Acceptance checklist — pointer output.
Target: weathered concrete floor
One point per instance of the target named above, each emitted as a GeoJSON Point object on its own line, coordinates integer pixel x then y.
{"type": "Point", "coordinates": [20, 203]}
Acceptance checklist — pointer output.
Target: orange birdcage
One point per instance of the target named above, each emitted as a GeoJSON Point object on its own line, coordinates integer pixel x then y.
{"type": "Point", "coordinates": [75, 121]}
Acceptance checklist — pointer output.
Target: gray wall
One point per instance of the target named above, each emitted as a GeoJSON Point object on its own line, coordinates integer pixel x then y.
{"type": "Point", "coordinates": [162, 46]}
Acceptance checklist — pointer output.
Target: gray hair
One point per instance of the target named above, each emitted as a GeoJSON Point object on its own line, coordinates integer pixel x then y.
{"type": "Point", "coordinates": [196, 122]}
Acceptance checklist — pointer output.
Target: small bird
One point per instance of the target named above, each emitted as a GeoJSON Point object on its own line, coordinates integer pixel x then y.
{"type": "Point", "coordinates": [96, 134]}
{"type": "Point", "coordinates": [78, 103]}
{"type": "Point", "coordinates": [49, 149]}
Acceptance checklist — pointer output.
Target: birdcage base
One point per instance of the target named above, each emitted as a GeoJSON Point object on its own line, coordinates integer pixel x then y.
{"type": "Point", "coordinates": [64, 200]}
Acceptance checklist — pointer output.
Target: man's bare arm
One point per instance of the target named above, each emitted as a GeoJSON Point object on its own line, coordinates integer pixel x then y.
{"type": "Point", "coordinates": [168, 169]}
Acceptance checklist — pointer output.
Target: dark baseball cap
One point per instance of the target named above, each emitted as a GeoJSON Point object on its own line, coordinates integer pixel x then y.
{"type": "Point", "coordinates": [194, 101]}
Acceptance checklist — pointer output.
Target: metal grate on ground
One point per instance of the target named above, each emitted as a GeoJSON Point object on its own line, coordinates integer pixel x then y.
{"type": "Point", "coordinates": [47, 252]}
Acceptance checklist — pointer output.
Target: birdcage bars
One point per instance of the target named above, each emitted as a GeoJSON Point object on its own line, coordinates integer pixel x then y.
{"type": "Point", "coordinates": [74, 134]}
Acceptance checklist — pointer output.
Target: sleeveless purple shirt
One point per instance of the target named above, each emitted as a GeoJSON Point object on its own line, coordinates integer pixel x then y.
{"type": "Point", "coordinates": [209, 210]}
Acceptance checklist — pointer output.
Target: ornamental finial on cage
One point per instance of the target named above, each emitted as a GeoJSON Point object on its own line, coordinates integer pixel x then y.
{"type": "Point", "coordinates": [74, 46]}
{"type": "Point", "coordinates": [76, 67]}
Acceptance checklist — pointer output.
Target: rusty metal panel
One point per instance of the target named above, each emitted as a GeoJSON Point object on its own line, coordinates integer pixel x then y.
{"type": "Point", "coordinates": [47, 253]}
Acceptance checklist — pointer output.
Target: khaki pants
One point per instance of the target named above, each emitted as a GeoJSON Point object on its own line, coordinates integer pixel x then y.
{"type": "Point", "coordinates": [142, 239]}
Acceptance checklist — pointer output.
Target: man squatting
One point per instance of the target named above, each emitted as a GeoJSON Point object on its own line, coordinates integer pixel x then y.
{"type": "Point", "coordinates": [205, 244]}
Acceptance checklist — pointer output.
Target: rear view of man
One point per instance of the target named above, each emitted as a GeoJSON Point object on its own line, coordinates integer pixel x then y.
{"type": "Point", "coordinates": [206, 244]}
----
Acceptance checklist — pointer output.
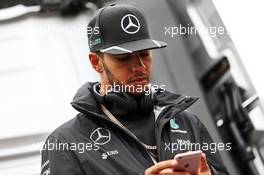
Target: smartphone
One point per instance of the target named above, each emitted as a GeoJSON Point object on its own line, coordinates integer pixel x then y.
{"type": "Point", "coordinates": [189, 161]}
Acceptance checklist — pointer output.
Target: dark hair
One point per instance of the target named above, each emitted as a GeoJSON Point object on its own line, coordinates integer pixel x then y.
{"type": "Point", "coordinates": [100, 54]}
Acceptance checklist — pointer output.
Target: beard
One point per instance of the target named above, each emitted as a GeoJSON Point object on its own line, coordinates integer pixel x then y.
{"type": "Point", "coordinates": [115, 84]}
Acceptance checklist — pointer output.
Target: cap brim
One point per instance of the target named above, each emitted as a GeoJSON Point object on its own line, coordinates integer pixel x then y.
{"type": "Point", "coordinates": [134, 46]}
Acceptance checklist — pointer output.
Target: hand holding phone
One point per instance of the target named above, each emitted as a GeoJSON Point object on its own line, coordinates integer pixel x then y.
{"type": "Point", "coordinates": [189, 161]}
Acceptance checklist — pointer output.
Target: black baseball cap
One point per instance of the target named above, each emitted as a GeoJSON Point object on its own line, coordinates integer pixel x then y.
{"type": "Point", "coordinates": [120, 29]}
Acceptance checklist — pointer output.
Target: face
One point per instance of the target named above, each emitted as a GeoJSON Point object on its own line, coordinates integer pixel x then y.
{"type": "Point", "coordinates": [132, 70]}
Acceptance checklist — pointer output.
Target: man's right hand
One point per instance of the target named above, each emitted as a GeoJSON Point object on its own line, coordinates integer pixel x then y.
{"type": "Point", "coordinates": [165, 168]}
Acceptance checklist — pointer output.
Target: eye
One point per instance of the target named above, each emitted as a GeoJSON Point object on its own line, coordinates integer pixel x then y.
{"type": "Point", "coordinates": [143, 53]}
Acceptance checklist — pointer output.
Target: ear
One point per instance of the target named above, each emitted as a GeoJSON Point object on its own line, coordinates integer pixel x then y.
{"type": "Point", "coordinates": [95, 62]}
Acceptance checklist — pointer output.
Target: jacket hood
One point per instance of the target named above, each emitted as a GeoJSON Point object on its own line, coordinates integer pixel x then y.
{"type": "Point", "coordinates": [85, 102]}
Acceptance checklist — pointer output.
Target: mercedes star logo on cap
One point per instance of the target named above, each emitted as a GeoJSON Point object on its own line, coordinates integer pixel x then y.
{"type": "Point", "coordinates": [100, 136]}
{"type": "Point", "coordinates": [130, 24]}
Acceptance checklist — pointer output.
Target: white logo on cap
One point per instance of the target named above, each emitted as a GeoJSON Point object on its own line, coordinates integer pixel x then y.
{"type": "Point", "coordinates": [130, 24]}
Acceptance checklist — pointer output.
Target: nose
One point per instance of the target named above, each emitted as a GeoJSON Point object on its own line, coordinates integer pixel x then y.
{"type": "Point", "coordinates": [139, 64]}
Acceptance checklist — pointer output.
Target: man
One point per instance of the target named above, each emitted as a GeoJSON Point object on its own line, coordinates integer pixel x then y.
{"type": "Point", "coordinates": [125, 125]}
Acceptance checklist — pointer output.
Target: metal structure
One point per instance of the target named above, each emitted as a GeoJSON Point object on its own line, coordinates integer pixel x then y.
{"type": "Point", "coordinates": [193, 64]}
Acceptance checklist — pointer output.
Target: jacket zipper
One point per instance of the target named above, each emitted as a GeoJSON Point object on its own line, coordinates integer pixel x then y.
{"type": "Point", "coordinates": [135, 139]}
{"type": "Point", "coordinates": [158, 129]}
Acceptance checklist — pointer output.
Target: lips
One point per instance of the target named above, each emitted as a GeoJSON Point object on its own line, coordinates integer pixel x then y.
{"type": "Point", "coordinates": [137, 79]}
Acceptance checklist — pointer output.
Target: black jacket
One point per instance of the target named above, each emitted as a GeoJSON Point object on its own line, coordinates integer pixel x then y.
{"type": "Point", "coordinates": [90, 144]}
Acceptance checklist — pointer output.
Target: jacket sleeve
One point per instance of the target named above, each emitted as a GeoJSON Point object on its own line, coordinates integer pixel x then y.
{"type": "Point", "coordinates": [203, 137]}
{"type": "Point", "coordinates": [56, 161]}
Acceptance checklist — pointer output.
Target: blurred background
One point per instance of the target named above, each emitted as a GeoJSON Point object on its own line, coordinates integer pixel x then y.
----
Tell how many lines in the material contain the word "baseball". Only the number is wanted.

TASK OUTPUT → 2